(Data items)
● ● ● ●

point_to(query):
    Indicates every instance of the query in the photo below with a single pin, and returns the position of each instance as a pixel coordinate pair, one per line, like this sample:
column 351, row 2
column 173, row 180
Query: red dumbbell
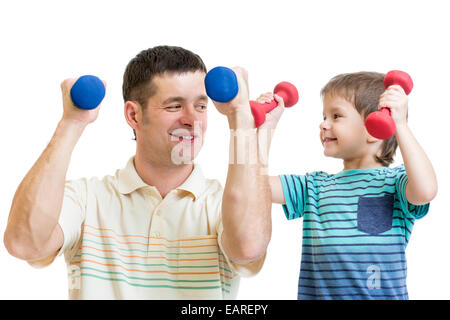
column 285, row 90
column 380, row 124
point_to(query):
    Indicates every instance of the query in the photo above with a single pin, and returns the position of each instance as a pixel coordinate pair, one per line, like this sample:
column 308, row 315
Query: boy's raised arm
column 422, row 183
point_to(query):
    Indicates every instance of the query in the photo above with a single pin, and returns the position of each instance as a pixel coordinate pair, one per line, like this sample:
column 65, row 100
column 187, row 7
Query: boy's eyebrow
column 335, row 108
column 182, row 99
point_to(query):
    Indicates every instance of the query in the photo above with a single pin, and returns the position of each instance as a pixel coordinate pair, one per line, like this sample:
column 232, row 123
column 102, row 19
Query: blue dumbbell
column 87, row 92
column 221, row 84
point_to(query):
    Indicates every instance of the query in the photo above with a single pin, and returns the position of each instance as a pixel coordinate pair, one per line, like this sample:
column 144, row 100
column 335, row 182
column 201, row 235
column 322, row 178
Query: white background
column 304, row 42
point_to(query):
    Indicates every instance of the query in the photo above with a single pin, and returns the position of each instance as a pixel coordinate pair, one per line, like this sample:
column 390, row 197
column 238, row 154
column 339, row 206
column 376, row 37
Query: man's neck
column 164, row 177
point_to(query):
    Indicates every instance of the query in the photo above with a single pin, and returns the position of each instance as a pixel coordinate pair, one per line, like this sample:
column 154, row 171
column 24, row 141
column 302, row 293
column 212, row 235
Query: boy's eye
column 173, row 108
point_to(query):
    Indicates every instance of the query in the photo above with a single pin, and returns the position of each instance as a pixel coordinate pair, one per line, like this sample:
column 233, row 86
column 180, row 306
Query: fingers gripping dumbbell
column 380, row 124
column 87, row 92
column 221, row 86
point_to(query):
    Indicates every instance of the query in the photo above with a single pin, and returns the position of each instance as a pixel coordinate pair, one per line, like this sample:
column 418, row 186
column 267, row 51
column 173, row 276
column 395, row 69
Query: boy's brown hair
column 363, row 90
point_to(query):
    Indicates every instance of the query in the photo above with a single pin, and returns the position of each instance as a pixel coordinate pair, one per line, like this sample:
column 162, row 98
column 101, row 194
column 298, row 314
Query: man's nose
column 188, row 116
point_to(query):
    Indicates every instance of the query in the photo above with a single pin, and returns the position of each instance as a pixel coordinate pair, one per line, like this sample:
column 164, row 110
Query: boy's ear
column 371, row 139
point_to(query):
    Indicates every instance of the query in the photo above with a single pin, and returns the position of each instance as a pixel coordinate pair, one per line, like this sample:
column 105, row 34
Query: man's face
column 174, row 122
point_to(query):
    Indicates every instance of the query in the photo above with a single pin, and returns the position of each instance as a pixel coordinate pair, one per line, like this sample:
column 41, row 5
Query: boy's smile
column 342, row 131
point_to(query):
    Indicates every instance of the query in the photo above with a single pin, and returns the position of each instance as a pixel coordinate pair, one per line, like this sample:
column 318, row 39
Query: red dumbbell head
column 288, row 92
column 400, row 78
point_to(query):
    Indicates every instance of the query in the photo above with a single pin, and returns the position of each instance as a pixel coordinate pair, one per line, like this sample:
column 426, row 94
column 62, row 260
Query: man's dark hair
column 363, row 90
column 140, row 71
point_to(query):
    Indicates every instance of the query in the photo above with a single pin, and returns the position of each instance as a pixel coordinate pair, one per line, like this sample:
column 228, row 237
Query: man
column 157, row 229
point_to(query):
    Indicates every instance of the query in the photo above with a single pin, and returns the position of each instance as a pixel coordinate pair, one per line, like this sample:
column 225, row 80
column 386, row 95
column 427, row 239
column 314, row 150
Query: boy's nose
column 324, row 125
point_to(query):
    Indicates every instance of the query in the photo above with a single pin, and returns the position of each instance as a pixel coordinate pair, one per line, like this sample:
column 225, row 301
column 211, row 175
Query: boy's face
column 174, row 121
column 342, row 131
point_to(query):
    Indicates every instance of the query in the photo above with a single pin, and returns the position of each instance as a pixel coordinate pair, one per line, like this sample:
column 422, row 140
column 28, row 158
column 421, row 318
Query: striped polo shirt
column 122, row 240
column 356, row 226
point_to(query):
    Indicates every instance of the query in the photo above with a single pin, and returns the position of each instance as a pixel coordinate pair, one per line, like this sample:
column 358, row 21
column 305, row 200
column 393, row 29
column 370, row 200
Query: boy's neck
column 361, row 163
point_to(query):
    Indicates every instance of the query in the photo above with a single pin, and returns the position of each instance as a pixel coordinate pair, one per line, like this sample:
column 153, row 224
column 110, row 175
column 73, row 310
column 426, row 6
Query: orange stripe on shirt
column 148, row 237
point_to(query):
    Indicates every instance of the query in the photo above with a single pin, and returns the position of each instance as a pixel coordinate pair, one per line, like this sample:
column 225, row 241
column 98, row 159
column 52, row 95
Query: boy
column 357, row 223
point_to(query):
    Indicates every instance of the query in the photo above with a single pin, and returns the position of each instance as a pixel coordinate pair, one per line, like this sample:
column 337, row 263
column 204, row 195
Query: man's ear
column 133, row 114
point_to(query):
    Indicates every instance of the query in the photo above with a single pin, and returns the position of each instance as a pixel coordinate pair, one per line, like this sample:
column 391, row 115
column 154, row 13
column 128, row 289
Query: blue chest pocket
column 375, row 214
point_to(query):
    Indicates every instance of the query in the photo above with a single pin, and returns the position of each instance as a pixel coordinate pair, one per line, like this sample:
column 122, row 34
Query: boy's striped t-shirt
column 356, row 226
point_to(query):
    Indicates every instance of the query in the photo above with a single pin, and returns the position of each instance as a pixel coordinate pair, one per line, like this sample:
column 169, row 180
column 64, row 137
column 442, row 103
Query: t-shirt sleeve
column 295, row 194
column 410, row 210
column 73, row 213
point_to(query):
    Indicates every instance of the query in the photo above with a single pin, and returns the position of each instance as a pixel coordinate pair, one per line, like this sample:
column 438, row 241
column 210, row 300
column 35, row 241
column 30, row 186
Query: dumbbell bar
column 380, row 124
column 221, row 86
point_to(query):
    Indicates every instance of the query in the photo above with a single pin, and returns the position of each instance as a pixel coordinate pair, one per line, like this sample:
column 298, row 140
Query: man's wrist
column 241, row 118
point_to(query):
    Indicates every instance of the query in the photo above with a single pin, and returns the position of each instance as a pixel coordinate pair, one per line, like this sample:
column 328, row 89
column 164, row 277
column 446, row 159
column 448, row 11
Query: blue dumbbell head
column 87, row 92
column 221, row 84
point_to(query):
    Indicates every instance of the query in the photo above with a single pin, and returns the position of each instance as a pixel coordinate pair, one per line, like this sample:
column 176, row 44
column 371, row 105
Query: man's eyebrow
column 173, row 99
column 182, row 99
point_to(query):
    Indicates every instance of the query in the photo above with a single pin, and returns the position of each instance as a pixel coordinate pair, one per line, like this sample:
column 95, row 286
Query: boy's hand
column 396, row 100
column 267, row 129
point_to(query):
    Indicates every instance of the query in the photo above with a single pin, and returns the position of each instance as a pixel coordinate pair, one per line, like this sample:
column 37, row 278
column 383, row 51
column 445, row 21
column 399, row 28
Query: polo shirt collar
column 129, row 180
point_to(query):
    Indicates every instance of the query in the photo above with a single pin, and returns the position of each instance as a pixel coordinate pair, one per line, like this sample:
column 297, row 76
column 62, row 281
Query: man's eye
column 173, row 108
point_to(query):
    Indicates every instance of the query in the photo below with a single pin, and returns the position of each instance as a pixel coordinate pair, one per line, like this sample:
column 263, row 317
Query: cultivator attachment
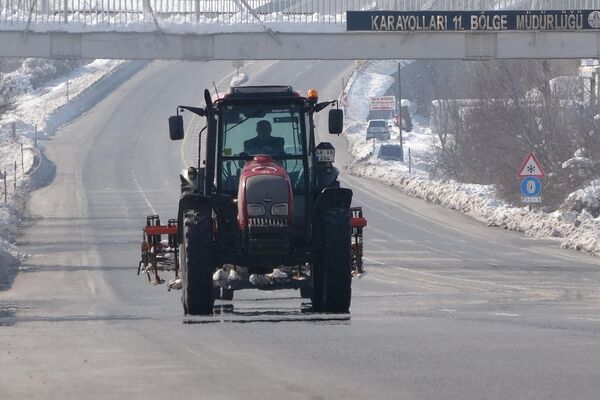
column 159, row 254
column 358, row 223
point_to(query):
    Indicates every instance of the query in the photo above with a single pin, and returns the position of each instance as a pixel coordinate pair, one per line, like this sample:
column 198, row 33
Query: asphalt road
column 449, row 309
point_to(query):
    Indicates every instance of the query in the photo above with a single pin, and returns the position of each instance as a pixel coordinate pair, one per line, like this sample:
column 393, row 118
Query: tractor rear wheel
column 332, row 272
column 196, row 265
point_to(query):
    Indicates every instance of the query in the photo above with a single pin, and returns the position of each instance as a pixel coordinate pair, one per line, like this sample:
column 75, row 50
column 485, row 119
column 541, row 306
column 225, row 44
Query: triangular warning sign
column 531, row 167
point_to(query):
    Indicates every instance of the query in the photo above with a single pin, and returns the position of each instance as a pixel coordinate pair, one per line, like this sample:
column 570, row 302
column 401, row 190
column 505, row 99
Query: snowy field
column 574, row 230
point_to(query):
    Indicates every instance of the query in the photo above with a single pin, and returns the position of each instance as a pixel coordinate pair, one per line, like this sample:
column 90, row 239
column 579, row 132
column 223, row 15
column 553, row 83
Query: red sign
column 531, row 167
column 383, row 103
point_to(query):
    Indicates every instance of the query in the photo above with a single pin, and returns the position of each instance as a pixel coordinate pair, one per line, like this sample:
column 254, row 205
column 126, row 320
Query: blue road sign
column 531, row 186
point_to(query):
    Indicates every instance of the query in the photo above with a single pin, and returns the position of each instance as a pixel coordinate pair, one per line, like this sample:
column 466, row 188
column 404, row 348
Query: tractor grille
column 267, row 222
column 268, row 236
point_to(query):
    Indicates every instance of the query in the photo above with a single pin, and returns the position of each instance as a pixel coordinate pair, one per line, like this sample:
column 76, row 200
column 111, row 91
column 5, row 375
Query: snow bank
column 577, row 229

● ● ● ●

What is needed: Print exactly the lines above, between the one holding "column 128, row 289" and the one holding "column 371, row 105", inclusive, and nothing besides.

Expected output:
column 128, row 289
Query: blue chest pocket
column 375, row 214
point_to(query):
    Indicates every instance of the query in the photo above with a single pin, and returns the position of each instance as a pixel coordinate pair, one per line, like this sample:
column 122, row 34
Query: boy's striped t-shirt
column 356, row 226
point_to(query):
    Indicates every instance of the query in the photo above with a single pin, and returns the position of each instance as a pixel coordinate pair, one per line, like this sample:
column 169, row 180
column 64, row 137
column 442, row 103
Query: t-shirt sleeve
column 295, row 194
column 410, row 210
column 73, row 213
point_to(query):
    Indicates every instance of the query in the photo above with a single pin, and returns the position of each instance as a pixel coordinate pair, one per line, like this sample:
column 438, row 241
column 210, row 300
column 35, row 241
column 30, row 186
Query: dumbbell bar
column 380, row 124
column 221, row 86
point_to(query):
    Indicates every instance of the query in the photo above with a single pin, and returns the position of each instance as a pixel coordinate pair, one per line, like this sample:
column 298, row 140
Query: man's wrist
column 241, row 118
point_to(query):
    Indicates every instance of the query in the photo above with a single pin, and returns the position of each instance as a pixel coordinate pair, one per line, like this sample:
column 328, row 89
column 164, row 277
column 446, row 159
column 448, row 11
Query: blue dumbbell head
column 87, row 92
column 221, row 84
point_to(query):
    Indicates every instance of the query in the photo above with a single pin, and returns the position of each instance as a pixel coordinate pair, one per line, like this sample:
column 176, row 44
column 371, row 105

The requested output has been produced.